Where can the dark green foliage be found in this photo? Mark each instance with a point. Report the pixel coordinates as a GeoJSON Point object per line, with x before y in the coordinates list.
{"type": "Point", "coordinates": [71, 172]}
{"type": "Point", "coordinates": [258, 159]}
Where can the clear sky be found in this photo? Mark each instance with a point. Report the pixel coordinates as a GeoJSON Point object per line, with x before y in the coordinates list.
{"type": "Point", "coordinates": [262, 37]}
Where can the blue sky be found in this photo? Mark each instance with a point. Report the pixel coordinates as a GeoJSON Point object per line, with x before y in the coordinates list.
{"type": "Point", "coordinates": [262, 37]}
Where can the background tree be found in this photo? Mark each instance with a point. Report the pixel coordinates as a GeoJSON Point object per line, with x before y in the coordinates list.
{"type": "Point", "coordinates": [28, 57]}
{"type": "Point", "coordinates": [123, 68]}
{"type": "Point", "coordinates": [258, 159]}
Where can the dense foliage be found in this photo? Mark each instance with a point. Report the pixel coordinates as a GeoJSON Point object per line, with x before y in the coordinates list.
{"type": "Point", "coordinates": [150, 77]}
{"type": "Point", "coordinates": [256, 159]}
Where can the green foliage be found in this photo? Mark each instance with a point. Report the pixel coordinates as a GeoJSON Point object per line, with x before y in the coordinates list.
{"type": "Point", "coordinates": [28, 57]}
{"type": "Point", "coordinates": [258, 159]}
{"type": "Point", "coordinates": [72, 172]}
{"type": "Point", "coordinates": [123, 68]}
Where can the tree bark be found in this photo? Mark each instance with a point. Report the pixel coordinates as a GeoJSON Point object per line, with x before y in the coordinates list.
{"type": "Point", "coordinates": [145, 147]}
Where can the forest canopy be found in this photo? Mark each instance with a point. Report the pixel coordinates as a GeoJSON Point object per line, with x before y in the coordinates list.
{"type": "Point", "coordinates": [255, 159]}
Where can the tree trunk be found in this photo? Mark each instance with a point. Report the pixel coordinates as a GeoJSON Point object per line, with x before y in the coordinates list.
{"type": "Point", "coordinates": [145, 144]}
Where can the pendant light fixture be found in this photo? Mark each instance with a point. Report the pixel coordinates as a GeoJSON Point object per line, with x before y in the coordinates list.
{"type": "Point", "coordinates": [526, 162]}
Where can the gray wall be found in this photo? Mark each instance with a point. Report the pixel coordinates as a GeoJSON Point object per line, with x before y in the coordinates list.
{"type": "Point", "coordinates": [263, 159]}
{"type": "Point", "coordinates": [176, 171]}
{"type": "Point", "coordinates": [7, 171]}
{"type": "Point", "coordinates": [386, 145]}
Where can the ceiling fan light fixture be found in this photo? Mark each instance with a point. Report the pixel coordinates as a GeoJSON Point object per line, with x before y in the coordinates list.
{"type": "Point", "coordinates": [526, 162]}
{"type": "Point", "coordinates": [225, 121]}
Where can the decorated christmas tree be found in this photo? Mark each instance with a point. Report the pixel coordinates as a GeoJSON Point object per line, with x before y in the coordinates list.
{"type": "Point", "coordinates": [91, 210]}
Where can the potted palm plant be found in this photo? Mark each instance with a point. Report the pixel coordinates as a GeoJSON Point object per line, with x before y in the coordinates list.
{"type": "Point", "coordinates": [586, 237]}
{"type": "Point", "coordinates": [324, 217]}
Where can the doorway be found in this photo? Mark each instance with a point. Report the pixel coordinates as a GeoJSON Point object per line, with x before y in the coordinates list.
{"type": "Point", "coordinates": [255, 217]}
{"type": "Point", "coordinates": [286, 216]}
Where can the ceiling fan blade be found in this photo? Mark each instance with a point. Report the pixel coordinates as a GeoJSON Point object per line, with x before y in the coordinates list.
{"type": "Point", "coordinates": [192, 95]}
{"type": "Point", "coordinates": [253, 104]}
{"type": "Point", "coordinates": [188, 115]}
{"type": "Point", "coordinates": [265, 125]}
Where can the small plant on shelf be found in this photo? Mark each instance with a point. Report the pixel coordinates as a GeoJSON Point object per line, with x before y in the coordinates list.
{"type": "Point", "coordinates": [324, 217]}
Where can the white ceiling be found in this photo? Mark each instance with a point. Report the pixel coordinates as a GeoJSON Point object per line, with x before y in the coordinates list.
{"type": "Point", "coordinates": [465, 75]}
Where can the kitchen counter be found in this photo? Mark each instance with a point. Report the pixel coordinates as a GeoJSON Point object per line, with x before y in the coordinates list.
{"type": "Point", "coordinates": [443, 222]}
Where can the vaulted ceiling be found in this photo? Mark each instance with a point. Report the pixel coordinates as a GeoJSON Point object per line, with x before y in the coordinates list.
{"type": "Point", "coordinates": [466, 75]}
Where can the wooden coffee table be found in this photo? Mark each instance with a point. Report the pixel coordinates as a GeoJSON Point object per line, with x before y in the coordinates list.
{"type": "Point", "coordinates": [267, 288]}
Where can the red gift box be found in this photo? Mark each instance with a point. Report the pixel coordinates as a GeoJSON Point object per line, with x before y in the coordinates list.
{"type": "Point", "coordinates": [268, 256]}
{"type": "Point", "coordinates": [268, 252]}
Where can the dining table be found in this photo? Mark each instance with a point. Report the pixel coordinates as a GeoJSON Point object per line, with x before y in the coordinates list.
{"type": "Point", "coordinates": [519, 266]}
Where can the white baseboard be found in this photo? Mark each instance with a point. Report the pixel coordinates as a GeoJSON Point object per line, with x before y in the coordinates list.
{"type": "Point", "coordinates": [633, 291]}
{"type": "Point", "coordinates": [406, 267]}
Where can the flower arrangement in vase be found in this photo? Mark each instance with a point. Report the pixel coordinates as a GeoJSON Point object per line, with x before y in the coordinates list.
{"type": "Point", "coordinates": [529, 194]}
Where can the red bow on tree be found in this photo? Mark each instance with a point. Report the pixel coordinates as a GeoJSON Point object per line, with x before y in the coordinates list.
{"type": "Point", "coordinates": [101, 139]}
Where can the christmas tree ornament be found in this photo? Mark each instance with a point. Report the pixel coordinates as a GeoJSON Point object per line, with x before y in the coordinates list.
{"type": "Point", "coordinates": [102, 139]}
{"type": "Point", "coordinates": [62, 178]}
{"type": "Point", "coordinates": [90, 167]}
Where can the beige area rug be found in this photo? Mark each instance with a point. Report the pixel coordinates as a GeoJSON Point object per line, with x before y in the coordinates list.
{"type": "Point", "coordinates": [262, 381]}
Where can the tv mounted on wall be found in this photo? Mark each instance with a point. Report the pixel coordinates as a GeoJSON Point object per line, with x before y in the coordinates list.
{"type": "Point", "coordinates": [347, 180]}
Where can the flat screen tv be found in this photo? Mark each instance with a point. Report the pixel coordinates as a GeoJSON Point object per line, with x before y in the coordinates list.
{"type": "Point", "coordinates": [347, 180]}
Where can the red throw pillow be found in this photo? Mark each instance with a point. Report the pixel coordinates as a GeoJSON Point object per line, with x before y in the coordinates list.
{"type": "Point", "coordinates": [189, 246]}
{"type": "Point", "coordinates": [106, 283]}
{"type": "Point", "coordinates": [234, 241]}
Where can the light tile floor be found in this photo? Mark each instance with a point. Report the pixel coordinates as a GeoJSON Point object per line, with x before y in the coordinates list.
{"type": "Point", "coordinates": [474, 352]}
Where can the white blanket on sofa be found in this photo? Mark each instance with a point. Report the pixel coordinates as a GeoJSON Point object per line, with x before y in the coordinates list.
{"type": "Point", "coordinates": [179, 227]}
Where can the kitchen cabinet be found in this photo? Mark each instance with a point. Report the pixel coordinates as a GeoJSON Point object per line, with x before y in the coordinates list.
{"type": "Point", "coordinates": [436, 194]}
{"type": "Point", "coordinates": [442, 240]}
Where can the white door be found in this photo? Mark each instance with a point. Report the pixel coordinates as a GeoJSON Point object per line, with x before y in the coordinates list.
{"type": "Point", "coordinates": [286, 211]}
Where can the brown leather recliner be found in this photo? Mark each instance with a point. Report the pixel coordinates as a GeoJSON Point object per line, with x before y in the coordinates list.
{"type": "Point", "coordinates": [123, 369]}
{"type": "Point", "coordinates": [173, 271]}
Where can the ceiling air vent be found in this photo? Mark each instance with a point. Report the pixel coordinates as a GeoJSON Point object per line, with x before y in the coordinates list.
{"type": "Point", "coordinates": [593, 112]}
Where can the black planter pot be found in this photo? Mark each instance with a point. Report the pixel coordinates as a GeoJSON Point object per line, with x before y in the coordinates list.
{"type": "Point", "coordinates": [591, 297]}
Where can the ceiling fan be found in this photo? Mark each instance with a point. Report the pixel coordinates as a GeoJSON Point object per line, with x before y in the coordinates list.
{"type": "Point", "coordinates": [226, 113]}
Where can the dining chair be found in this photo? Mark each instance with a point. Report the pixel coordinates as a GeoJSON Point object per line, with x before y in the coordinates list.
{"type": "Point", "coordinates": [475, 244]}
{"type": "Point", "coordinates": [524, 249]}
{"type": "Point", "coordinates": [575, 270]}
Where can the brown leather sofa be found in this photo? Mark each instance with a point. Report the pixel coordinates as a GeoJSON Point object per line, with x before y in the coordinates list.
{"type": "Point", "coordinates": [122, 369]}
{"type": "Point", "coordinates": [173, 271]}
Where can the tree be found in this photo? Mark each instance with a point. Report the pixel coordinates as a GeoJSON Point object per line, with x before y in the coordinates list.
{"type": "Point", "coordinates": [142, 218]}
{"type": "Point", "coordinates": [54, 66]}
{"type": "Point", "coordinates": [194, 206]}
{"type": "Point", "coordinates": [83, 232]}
● ● ● ● ●
■ Goal ■
Extract, exactly, the lines above that begin at the line containing "Where can the black" and end at the final line of the records; add no other text.

■ Solution ■
Where can the black planter pot be found in this photo? Mark each instance with a point. Report the pixel coordinates as a GeoJSON Point object per line, with x before y in the coordinates list.
{"type": "Point", "coordinates": [591, 297]}
Where can the ceiling fan be found in this photo? Mark each instance with a point. Report the pixel coordinates as a GeoJSON Point object per line, with x before y in the coordinates list.
{"type": "Point", "coordinates": [226, 113]}
Where can the dining chair be found in this photo? Mark each instance with a point. Report the pixel coordinates as a GeoJSON Point object per line, with x before y in the coordinates list.
{"type": "Point", "coordinates": [475, 244]}
{"type": "Point", "coordinates": [524, 249]}
{"type": "Point", "coordinates": [575, 270]}
Where can the brown leather sofa be found in this photo? Mark each instance with a point. Report the pixel coordinates as a GeoJSON Point object per line, with x before y in the coordinates list.
{"type": "Point", "coordinates": [122, 369]}
{"type": "Point", "coordinates": [173, 271]}
Where can the tree be found in this photo? Mark each instance with a point. Report the pixel coordinates as a GeoJSON Point object per line, with x before y in the coordinates list.
{"type": "Point", "coordinates": [142, 218]}
{"type": "Point", "coordinates": [54, 66]}
{"type": "Point", "coordinates": [194, 206]}
{"type": "Point", "coordinates": [83, 232]}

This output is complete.